## Exercise directions:
In the payday lending article below, reproduce word for word the passage that begins with the words containing "April 2008 -- Manitoba's" and ends with "the PUB's ruling.".

## Provided text:
Brandon Sun - ONLINE EDITION
Payday lender battles fee limit in court
Cash Store opposes cap of $17 for every $100 loaned
‘The effect will be a continued exploitation of a lot of people who, unfortunately, have few options’ -- Wayne Helgason (MIKE DEAL / WINNIPEG FREE PRESS)
(MARK REIMER/WINNIPEG FREE PRESS)
Manitoba's crackdown on payday loan shops has hit another snag: A quick-cash company has asked a federal judge to quash new provincial caps on fees and interest rates.
The Edmonton-based Cash Store argues Manitoba's fee cap is "unreasonably low," well below what other provinces allow and so low it will cause irreparable harm to payday lenders.
Cash Store chronology
2006 -- A police investigation uncovers one payday lender charging its customers effective annual interest rates as high as 20,000 per cent on small, short-term loans. The legal rate is 60 per cent interest under the Criminal Code. That, and the proliferation of payday loan shops in the inner city, prompts the Manitoba government crackdown on the complex mess of fines, fees, interest and surcharges many lenders levy.
April 2008 -- Manitoba's Public Utilities Board, after weeks of hearings and a 326-page decision, caps the cost of credit at 17 per cent for loans up to $500, 15 per cent for $501 to $1,000 and six per cent for loans between $1,000 and $1,500.
May 2008 -- The Cash Store asks Manitoba's Court of Appeal to quash the PUB's ruling.
January 2009 -- A Court of Appeal judge agrees to hear the case, noting the new caps would likely put many payday loan shops out of business. Before the case can proceed, the province changes tack and tries to regulate payday lenders directly.

[Rows from a pointing dataset]
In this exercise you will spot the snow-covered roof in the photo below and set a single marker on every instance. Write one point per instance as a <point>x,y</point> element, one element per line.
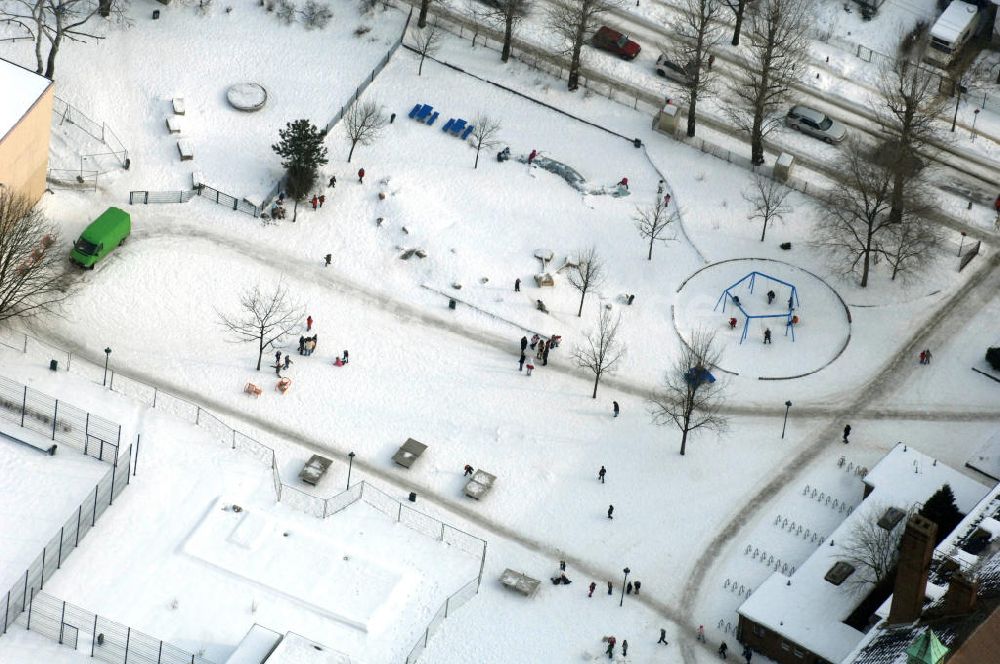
<point>953,21</point>
<point>21,89</point>
<point>808,610</point>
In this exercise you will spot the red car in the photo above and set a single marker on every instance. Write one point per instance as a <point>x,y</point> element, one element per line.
<point>615,42</point>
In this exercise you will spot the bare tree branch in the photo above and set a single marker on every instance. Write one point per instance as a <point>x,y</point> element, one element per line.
<point>691,398</point>
<point>603,351</point>
<point>587,275</point>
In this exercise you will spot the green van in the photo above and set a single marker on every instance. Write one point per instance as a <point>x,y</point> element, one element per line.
<point>100,238</point>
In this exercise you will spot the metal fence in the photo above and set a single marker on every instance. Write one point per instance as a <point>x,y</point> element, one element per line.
<point>80,522</point>
<point>59,421</point>
<point>107,640</point>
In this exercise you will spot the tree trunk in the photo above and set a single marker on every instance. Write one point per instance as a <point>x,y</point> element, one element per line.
<point>739,23</point>
<point>508,36</point>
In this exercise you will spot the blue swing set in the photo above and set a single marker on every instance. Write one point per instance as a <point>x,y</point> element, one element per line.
<point>729,296</point>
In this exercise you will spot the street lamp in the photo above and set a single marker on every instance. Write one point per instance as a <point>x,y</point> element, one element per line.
<point>107,358</point>
<point>622,601</point>
<point>788,404</point>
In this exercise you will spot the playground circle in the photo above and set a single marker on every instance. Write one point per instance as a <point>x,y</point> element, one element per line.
<point>821,334</point>
<point>248,97</point>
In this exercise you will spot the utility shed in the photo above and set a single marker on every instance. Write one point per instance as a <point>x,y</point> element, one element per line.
<point>25,127</point>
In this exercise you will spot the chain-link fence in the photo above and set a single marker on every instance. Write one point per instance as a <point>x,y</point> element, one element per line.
<point>59,421</point>
<point>54,553</point>
<point>107,640</point>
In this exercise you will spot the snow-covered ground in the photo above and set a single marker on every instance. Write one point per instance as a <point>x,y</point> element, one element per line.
<point>447,377</point>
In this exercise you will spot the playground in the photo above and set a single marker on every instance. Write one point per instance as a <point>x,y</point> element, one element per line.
<point>772,319</point>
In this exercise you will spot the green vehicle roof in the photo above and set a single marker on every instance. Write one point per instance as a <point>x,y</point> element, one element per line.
<point>109,221</point>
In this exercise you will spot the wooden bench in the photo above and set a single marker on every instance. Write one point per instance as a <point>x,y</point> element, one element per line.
<point>408,452</point>
<point>186,149</point>
<point>480,484</point>
<point>314,469</point>
<point>519,582</point>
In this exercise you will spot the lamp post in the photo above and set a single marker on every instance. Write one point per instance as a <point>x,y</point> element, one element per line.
<point>788,404</point>
<point>622,601</point>
<point>107,358</point>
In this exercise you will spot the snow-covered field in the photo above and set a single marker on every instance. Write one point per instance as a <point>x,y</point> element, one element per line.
<point>169,560</point>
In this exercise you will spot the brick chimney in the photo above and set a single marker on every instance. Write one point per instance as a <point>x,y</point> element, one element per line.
<point>915,551</point>
<point>961,596</point>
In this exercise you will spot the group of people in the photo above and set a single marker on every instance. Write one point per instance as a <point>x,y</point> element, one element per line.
<point>541,350</point>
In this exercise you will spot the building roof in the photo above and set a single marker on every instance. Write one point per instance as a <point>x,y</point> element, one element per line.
<point>974,548</point>
<point>809,610</point>
<point>21,89</point>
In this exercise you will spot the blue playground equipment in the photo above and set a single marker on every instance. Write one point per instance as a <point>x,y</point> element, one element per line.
<point>728,296</point>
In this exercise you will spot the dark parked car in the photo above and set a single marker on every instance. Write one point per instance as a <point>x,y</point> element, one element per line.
<point>615,42</point>
<point>667,68</point>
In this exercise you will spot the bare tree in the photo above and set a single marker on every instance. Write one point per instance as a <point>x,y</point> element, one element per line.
<point>653,223</point>
<point>33,277</point>
<point>53,22</point>
<point>587,275</point>
<point>508,14</point>
<point>872,549</point>
<point>363,123</point>
<point>767,200</point>
<point>265,318</point>
<point>738,7</point>
<point>697,31</point>
<point>908,108</point>
<point>485,134</point>
<point>690,397</point>
<point>426,41</point>
<point>773,60</point>
<point>571,21</point>
<point>603,351</point>
<point>858,206</point>
<point>422,17</point>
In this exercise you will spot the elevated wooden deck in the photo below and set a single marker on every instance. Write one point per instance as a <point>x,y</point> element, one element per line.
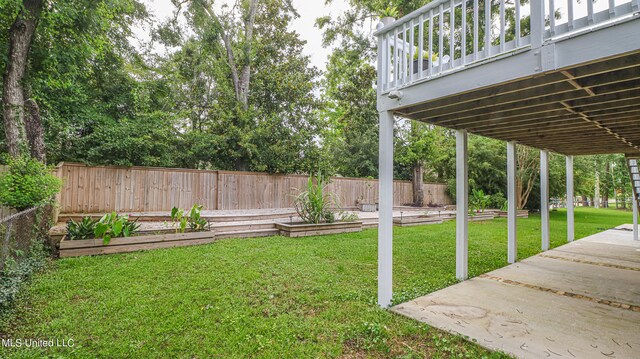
<point>568,85</point>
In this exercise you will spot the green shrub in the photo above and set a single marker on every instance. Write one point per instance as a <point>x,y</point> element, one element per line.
<point>84,229</point>
<point>193,219</point>
<point>498,201</point>
<point>27,183</point>
<point>478,201</point>
<point>112,225</point>
<point>313,205</point>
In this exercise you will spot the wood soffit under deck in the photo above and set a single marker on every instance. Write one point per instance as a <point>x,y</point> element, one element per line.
<point>589,109</point>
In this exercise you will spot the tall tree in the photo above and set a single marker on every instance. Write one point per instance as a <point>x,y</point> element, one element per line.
<point>13,95</point>
<point>249,89</point>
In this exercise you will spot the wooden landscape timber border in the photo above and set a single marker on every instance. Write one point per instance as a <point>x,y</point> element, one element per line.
<point>522,213</point>
<point>130,244</point>
<point>102,189</point>
<point>305,229</point>
<point>417,221</point>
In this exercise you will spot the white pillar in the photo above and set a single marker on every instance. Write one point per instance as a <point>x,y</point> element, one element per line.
<point>635,217</point>
<point>544,198</point>
<point>512,212</point>
<point>570,215</point>
<point>385,222</point>
<point>462,206</point>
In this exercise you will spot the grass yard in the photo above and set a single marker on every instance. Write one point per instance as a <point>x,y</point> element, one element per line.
<point>267,297</point>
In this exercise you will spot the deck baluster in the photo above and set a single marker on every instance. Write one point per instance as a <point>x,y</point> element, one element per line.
<point>487,28</point>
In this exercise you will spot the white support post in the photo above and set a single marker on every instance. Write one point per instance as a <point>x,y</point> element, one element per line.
<point>462,206</point>
<point>635,218</point>
<point>570,215</point>
<point>544,198</point>
<point>537,23</point>
<point>512,213</point>
<point>385,222</point>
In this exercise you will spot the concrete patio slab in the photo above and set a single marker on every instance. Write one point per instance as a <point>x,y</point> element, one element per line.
<point>581,300</point>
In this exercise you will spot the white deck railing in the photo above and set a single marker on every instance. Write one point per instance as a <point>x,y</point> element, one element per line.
<point>437,38</point>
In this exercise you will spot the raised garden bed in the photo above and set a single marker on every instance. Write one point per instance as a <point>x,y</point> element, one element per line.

## Exercise response:
April 2008 -- Manitoba's Public Utilities Board, after weeks of hearings and a 326-page decision, caps the cost of credit at 17 per cent for loans up to $500, 15 per cent for $501 to $1,000 and six per cent for loans between $1,000 and $1,500.
May 2008 -- The Cash Store asks Manitoba's Court of Appeal to quash the PUB's ruling.